Direction
Edit the stretch from the line containing "eave shown in the photograph." through the line containing "[12,55,24,73]" so that "full credit" becomes "full marks" everywhere in it, with all else left unchanged.

Dataset items
§ §

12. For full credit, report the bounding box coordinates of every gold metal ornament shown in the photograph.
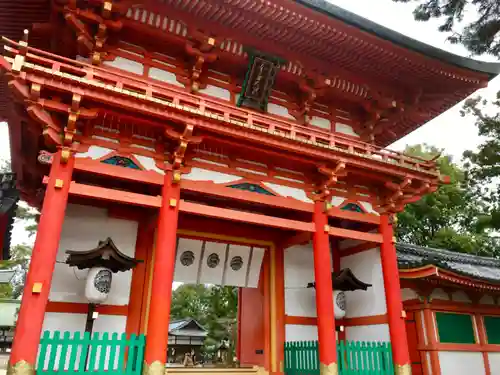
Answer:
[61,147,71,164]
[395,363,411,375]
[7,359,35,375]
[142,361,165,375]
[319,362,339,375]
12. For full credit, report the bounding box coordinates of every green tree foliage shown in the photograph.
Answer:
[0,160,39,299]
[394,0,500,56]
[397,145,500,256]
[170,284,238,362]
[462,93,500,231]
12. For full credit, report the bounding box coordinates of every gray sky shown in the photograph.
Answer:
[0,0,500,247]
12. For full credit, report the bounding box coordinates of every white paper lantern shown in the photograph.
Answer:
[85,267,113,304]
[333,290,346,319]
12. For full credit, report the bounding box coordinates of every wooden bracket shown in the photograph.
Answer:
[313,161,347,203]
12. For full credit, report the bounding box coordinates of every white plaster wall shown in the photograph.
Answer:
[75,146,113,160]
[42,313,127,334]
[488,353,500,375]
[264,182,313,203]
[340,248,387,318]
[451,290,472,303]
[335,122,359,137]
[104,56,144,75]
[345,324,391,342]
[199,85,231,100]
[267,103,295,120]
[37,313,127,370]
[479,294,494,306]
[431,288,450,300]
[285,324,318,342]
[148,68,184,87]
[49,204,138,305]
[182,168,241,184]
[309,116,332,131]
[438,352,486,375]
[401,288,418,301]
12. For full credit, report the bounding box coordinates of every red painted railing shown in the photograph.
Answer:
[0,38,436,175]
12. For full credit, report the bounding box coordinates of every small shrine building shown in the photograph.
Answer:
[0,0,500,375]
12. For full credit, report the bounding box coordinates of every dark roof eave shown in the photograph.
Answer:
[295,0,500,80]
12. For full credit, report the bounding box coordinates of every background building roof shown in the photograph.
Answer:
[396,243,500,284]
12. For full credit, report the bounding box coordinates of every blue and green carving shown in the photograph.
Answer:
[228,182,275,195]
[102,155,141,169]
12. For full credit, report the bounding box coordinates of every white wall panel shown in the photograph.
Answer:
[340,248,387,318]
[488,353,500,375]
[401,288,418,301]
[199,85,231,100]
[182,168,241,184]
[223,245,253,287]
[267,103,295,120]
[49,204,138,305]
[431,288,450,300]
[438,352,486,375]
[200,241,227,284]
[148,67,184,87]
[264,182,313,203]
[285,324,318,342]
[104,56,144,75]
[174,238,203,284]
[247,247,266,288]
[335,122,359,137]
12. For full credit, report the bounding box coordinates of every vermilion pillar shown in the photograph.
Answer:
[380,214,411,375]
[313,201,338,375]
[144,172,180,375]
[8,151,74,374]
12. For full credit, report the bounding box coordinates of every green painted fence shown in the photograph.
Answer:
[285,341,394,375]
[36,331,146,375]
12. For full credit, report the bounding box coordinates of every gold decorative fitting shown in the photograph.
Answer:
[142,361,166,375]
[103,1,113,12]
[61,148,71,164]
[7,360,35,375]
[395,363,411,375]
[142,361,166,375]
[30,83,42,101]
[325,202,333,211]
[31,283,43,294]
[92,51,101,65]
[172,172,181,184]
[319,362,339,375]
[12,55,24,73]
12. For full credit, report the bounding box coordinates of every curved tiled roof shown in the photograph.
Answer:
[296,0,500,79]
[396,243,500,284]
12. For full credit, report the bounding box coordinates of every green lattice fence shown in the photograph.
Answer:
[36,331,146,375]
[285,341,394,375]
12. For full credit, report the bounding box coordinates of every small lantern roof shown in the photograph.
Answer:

§ §

Task response
12. For full marks, report the bounding box coordinates of every dark roof eave shown in the photograph.
Answer:
[295,0,500,80]
12. For full marks, report the bounding box coordinates of every background building roof shown in the photograph.
Answer:
[396,243,500,284]
12. For full marks, report the bounding box coordinates of every blue and green carving shown in the photograph.
Answer:
[228,182,275,195]
[102,155,141,169]
12. For full marks, report the bounding box coordinates of every white wall panel shown in the photograph.
Answer:
[340,248,387,318]
[488,353,500,375]
[401,288,418,301]
[199,85,231,100]
[182,168,241,184]
[223,245,253,287]
[267,103,295,120]
[49,204,138,305]
[431,288,450,300]
[438,352,486,375]
[200,241,227,284]
[148,67,184,87]
[264,182,313,203]
[285,324,318,342]
[104,56,144,75]
[174,238,203,284]
[247,247,266,288]
[335,122,359,137]
12. For full marks, report the bounding box coordinates of every vermilion pillar shown in the photograph.
Answer:
[380,214,411,375]
[313,201,338,375]
[144,172,180,375]
[8,151,74,374]
12. For full marks, report the bounding box coordinates of every green painted fence shown in the photograph.
Answer:
[285,341,394,375]
[36,331,146,375]
12. For full marks, report the bounding box coordinates of every gold decorative fitting shown in the photograph.
Answer:
[142,361,166,375]
[103,1,113,12]
[61,148,71,164]
[7,360,35,375]
[395,363,411,375]
[142,361,166,375]
[30,83,42,101]
[325,202,333,211]
[31,283,43,294]
[92,51,101,65]
[172,172,181,184]
[319,362,339,375]
[12,55,24,73]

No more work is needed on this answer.